Required work: Reproduce the material below word for word, omitting the picture.

Data excerpts:
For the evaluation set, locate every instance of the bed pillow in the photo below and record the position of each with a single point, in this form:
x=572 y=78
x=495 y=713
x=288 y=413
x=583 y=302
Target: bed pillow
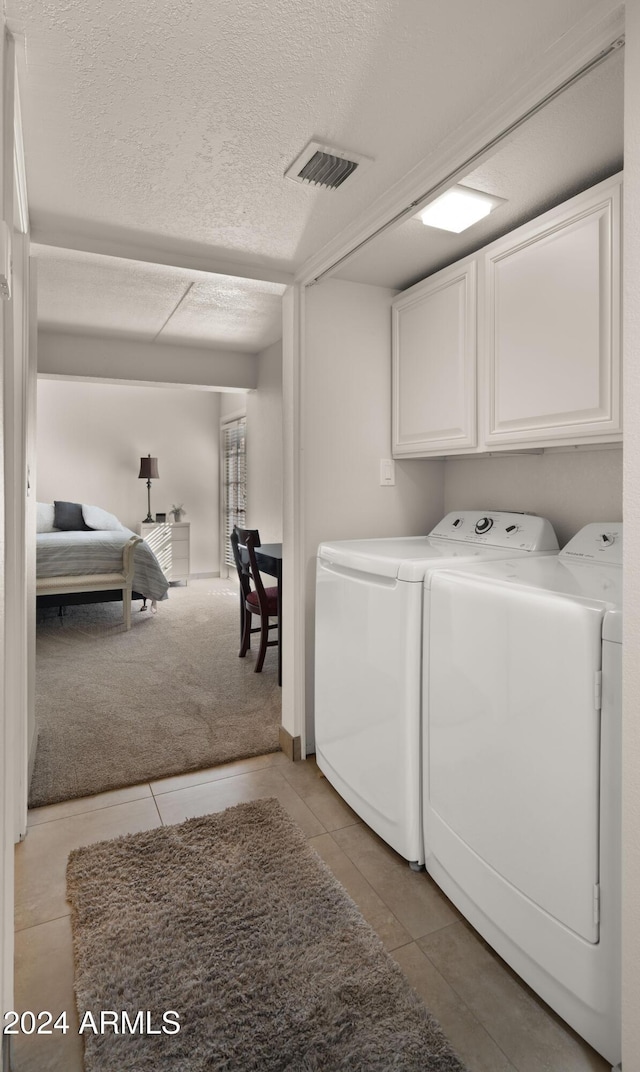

Expected answer:
For the evaluation set, locate every instance of the bed pillow in the photo below and record the position of each with a single point, in this form:
x=572 y=78
x=495 y=713
x=288 y=413
x=583 y=302
Target: bed pillow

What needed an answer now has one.